> **Exercise aim**
Give the lines of the material below as a numbered list, from the line with "Where can the jacket" to the line with "<point>167,81</point>", both included and blank lines left out, and list no others.

> **Collection entries**
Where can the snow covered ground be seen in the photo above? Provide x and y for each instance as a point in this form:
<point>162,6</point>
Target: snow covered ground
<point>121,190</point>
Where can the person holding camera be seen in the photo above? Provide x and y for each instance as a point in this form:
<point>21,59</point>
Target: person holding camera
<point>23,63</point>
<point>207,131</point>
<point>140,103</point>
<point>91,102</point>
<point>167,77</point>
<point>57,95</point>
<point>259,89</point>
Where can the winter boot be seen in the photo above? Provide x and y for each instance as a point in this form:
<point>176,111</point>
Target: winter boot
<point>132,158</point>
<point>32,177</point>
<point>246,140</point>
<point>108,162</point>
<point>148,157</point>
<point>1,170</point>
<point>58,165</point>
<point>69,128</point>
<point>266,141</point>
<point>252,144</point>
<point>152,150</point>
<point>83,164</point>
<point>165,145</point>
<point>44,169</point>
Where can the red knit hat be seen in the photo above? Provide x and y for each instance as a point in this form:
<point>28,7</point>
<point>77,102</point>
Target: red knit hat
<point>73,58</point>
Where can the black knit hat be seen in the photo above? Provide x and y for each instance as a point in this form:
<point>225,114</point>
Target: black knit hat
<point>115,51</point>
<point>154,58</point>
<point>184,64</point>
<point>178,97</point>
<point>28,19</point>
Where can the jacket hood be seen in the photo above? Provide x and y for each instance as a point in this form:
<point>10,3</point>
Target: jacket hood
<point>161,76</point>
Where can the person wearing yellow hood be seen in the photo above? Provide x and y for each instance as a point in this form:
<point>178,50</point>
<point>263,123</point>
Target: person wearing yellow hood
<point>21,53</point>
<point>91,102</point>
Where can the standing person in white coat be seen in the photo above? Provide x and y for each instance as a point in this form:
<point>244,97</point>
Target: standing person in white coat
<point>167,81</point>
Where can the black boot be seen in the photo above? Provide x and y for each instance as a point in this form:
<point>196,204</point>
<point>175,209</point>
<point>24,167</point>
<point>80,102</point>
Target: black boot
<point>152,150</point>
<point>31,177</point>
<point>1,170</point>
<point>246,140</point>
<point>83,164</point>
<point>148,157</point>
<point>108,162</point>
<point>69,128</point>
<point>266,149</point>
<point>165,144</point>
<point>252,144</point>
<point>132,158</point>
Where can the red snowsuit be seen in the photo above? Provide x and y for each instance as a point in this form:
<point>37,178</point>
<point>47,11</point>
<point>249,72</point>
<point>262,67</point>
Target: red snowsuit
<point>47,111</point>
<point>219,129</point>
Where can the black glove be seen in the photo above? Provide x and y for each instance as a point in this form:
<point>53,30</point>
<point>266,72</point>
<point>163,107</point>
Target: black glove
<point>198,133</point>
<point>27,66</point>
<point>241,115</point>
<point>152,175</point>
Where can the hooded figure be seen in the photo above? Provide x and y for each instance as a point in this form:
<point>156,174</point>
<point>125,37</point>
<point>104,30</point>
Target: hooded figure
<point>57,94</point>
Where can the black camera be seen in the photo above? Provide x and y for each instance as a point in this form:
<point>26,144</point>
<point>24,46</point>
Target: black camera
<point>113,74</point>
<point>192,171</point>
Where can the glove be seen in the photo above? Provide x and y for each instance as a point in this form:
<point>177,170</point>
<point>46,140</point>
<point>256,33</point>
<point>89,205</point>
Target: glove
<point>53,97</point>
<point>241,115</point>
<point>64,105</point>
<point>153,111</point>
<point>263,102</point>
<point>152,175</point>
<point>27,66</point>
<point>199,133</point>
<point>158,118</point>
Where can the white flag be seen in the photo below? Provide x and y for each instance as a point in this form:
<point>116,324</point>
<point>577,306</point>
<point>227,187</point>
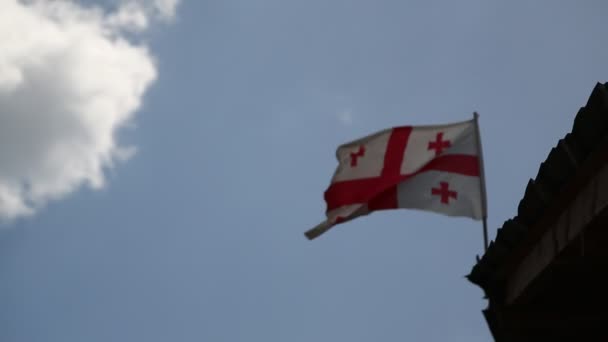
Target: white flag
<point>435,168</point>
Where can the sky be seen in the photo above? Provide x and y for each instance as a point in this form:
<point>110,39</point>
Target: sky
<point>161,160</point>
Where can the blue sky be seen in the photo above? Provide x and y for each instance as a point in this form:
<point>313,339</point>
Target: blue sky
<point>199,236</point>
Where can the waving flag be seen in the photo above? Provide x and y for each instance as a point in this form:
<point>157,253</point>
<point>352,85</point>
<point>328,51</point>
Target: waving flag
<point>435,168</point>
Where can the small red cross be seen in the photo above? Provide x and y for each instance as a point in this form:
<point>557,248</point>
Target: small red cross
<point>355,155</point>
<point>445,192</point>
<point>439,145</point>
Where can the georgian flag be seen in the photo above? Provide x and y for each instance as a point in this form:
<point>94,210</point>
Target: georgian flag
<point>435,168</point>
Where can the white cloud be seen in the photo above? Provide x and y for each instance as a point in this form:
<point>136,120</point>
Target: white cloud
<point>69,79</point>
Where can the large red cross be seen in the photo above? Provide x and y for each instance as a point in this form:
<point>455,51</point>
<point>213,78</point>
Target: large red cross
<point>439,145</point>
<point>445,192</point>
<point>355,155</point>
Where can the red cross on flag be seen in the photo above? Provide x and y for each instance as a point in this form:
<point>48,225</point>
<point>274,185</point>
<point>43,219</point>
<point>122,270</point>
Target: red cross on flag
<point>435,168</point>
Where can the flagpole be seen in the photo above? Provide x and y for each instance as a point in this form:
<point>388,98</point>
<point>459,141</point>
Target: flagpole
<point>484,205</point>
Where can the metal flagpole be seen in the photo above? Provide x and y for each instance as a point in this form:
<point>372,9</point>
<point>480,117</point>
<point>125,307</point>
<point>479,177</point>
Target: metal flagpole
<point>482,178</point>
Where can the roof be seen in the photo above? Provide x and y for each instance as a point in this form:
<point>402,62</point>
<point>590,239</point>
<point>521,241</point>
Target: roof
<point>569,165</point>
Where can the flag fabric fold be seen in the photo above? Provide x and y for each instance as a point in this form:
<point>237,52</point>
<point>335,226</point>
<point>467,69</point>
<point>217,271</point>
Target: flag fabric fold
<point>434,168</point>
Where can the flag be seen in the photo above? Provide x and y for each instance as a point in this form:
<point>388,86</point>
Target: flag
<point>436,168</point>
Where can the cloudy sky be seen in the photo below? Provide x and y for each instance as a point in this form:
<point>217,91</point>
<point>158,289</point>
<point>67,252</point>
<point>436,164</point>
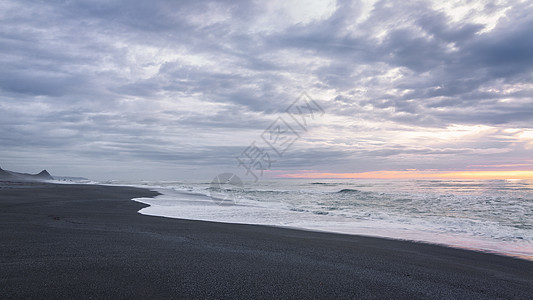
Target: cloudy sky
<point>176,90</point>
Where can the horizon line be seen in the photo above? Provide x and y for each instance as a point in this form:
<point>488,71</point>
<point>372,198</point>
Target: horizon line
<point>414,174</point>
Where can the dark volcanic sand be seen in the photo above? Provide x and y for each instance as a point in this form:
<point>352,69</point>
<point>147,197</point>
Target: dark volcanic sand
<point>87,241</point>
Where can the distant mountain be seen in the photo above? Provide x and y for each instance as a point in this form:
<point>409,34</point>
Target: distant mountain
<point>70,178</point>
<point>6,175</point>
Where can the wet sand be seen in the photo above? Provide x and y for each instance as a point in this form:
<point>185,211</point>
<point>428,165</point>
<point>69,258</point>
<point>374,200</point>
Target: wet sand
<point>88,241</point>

---

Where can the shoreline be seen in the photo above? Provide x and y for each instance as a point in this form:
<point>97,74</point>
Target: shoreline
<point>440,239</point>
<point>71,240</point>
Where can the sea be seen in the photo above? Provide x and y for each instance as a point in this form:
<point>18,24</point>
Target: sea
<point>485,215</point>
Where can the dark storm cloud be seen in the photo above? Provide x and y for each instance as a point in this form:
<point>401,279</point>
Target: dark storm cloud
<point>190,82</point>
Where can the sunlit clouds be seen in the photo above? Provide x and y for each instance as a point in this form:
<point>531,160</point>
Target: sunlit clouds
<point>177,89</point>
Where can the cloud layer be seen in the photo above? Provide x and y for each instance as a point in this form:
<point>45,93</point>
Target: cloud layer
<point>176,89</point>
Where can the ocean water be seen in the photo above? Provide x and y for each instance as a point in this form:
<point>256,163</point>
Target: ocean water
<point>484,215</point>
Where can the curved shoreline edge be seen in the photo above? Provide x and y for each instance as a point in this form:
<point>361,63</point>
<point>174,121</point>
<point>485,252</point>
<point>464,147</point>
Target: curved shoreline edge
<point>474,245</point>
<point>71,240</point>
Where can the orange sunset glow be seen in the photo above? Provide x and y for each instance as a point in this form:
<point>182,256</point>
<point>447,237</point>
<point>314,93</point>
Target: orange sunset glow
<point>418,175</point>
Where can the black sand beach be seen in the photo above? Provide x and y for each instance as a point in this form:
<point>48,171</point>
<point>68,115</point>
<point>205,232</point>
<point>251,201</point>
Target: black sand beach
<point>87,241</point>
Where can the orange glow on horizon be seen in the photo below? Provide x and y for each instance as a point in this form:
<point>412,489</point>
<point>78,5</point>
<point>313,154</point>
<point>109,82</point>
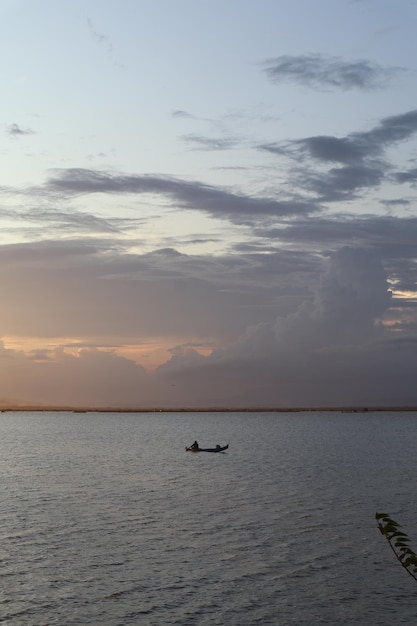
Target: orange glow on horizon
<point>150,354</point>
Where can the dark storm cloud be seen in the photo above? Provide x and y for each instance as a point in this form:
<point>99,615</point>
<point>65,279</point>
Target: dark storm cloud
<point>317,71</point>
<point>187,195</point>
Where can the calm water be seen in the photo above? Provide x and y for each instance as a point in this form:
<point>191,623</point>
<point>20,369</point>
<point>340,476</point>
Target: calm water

> **Reply**
1. Where can the jacket hood be seen in the photo above? Provide x and y for each instance as a point in this form:
2. <point>10,3</point>
3. Target: jacket hood
4. <point>161,76</point>
5. Where can the person wearing yellow hood be seen in the photo above? Provide x and y for each instance as a point in this form:
6. <point>178,50</point>
7. <point>263,123</point>
8. Target: person wearing yellow hood
9. <point>21,53</point>
10. <point>91,102</point>
11. Where can the standing person in white coat be seen in the photo above? Provide x and y for each instance as a point in this form:
12. <point>244,97</point>
13. Target: standing person in white coat
14. <point>167,81</point>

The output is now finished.